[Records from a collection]
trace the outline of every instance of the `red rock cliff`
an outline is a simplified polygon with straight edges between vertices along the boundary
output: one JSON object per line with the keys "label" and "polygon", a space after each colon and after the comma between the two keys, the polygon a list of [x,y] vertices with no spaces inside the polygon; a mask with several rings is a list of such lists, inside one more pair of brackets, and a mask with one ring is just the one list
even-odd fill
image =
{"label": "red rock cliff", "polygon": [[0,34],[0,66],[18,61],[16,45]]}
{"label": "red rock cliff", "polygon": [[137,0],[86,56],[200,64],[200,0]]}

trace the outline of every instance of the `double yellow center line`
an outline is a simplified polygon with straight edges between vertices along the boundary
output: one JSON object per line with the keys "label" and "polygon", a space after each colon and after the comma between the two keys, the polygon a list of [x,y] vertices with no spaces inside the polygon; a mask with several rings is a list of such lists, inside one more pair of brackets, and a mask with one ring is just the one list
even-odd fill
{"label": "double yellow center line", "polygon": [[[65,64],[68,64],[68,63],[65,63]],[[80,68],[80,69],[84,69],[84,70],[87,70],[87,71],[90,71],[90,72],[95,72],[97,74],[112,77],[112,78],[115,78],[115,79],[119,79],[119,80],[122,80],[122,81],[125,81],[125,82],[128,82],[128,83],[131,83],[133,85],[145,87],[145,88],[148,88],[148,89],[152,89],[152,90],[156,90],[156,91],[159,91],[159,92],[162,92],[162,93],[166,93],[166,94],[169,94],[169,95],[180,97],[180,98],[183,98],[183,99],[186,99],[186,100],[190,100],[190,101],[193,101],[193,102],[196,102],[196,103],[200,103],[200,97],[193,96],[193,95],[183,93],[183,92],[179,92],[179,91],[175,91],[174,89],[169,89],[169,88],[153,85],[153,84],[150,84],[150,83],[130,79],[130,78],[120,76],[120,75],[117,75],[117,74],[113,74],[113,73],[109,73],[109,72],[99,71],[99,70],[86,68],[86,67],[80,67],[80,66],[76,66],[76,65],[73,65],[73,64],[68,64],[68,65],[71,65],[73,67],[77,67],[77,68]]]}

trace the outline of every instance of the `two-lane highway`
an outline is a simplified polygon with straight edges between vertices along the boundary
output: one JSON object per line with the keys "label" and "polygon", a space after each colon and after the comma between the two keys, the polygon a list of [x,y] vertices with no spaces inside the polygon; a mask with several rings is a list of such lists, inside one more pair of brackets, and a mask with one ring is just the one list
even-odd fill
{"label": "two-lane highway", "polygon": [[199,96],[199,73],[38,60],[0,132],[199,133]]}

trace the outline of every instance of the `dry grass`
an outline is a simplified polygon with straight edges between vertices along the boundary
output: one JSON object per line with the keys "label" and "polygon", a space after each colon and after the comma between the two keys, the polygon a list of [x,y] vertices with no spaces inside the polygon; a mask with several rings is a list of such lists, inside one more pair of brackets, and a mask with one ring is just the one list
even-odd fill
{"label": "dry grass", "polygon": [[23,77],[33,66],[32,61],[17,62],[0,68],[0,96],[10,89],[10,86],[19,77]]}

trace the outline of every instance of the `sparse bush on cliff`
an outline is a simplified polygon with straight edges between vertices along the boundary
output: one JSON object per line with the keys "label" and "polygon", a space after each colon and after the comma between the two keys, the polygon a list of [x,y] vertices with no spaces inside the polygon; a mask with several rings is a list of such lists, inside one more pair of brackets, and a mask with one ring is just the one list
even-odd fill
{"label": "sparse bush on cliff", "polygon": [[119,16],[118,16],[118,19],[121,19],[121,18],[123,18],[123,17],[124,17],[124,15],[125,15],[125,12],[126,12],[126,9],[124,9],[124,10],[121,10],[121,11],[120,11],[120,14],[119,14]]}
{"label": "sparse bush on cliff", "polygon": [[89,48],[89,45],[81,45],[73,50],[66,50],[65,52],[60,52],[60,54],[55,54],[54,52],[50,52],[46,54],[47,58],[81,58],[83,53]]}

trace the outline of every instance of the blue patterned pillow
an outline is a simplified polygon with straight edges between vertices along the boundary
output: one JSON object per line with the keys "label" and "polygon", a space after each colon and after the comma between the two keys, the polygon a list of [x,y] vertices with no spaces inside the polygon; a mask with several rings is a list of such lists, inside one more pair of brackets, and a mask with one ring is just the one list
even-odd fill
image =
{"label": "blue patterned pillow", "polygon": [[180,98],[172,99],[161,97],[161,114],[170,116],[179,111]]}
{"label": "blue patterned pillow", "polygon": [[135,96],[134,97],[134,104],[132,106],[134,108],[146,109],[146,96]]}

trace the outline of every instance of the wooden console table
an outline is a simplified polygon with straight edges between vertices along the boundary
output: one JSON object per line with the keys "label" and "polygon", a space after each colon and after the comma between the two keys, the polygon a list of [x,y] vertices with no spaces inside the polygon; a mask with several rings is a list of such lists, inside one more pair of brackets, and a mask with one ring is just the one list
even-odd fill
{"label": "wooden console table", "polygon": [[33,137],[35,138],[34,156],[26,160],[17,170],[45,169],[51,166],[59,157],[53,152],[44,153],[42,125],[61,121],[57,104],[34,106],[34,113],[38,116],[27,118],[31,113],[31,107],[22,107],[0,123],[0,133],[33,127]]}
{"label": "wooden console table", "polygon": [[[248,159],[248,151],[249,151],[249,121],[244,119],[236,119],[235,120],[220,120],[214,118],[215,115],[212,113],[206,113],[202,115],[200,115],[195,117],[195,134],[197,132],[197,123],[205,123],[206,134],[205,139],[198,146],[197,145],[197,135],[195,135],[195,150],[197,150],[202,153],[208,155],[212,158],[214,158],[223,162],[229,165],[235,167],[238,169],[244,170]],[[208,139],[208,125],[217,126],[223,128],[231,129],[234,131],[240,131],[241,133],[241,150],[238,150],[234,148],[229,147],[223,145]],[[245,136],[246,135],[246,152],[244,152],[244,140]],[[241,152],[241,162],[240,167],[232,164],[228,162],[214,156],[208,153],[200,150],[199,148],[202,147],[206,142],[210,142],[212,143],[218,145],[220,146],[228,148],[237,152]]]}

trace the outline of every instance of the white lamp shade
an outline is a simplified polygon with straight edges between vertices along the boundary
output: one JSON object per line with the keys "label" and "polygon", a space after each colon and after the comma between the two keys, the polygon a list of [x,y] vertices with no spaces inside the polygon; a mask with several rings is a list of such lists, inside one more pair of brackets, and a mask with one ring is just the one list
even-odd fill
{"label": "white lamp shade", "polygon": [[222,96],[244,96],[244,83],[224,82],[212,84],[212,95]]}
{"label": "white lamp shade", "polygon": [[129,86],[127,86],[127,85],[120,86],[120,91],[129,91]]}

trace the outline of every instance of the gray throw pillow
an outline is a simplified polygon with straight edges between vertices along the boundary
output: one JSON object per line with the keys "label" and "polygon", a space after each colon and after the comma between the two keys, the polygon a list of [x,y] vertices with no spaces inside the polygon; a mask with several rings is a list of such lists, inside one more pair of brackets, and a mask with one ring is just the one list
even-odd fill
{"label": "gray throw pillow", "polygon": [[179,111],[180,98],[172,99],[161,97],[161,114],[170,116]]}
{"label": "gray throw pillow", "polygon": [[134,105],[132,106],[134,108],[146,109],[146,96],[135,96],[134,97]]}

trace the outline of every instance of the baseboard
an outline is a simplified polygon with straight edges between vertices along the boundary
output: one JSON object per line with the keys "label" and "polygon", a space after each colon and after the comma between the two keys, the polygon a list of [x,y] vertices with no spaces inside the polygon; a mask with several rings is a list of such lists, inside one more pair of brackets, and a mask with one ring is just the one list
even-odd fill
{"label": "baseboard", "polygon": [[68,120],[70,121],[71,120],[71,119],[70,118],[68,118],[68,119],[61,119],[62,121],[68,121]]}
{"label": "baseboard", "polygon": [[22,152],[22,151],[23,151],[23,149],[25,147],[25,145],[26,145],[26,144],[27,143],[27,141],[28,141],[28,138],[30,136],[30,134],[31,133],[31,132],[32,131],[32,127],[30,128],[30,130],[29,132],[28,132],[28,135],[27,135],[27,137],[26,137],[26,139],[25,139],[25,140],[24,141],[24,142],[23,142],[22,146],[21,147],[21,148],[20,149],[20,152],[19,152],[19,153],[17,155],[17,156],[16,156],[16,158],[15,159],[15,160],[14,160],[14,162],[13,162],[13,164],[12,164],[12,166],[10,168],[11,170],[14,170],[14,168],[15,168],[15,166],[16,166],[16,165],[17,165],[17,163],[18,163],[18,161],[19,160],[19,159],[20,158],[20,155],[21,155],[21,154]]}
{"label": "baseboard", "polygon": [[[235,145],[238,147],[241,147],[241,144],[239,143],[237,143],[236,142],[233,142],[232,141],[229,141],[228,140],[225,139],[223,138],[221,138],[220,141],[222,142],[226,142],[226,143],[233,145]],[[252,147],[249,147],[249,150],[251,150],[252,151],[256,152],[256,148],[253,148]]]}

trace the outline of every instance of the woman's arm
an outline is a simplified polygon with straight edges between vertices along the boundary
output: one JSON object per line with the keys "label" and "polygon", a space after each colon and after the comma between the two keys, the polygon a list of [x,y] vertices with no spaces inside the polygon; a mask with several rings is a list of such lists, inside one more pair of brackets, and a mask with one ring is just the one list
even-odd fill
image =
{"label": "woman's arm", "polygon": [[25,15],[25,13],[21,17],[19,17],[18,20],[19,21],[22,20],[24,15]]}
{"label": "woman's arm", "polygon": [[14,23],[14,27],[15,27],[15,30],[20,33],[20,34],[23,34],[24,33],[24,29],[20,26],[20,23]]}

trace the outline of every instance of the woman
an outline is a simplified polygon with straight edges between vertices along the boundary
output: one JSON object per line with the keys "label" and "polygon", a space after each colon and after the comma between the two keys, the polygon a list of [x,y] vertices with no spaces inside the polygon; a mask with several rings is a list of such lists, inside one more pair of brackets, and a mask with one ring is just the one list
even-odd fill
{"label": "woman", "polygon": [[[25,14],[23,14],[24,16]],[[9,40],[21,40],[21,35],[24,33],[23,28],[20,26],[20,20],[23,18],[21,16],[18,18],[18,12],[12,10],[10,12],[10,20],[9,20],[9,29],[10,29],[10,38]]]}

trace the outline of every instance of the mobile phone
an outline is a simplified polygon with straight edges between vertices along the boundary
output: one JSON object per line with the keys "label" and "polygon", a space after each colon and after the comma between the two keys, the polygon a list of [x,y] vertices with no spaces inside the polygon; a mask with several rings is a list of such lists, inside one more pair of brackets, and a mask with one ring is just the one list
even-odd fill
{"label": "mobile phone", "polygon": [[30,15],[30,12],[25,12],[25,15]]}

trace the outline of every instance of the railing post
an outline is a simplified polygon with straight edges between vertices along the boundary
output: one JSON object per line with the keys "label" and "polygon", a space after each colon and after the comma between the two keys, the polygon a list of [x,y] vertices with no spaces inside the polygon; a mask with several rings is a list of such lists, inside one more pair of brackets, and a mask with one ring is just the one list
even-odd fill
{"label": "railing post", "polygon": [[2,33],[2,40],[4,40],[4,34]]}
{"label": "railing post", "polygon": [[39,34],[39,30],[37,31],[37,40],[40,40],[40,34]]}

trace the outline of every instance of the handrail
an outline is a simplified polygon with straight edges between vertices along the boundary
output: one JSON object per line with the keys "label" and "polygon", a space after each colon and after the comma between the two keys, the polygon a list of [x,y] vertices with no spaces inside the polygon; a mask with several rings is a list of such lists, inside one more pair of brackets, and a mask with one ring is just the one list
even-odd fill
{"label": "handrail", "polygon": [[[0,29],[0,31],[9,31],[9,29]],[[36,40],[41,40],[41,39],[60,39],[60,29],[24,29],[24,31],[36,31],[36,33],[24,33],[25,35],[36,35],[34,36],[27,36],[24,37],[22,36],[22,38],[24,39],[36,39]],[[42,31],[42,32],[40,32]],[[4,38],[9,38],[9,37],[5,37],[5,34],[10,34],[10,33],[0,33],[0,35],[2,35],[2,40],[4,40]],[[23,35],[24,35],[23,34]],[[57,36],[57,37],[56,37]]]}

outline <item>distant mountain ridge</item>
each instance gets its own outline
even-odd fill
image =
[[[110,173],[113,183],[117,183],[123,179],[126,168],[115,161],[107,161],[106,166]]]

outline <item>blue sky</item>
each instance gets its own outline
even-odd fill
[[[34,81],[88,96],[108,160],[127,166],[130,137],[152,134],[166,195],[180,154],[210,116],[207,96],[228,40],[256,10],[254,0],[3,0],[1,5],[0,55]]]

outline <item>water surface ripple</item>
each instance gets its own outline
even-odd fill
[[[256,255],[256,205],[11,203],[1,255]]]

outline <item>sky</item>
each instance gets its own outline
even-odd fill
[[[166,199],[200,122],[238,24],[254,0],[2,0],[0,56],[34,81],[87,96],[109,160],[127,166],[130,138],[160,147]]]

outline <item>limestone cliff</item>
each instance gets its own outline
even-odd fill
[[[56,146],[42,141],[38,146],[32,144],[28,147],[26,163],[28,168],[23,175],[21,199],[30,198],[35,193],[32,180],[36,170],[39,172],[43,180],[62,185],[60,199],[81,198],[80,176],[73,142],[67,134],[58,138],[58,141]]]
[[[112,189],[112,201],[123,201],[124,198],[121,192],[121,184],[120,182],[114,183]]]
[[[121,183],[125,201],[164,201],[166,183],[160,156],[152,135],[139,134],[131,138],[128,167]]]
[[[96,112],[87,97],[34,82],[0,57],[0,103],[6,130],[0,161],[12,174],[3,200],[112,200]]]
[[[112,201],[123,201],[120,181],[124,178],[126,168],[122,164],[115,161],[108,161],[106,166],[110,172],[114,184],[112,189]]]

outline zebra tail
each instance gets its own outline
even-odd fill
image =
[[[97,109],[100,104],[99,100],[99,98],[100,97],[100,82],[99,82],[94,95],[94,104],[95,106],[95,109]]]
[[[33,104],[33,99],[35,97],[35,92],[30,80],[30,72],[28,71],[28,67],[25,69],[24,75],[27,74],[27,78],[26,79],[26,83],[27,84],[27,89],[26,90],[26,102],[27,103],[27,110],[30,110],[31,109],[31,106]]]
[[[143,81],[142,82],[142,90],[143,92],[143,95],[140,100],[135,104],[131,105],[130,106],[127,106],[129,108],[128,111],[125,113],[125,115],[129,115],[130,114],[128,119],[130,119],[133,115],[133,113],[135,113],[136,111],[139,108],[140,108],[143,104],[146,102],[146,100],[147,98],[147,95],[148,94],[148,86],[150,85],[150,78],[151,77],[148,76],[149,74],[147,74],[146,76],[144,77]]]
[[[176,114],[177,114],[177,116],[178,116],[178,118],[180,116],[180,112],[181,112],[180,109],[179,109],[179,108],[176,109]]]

**STATED GOAL:** Please render everything from the line containing "outline zebra tail" down to the end of the data above as a JSON list of strings, one string per line, with blank lines left out.

**WORKED ANSWER:**
[
  "outline zebra tail",
  "each instance gets its own outline",
  "even-odd fill",
  "image =",
  "[[[97,109],[100,104],[99,100],[99,98],[100,97],[100,82],[99,82],[94,95],[94,104],[95,106],[95,109]]]",
  "[[[33,104],[33,99],[35,97],[35,92],[30,80],[30,72],[28,71],[28,67],[25,69],[24,75],[27,74],[27,78],[26,79],[26,83],[27,84],[27,89],[26,90],[26,102],[27,103],[27,110],[30,110],[31,109],[31,106]]]",
  "[[[143,81],[142,82],[142,90],[143,92],[143,95],[140,100],[135,104],[131,105],[130,106],[127,106],[129,108],[128,111],[125,113],[125,115],[129,115],[130,114],[128,119],[130,119],[133,115],[133,113],[135,113],[136,111],[139,108],[140,108],[143,104],[146,102],[146,100],[147,98],[147,95],[148,94],[148,86],[150,85],[150,78],[151,77],[148,76],[149,74],[147,74],[146,76],[144,77]]]",
  "[[[176,114],[177,114],[177,116],[178,116],[178,118],[180,116],[180,112],[181,112],[180,109],[179,109],[179,108],[176,109]]]"
]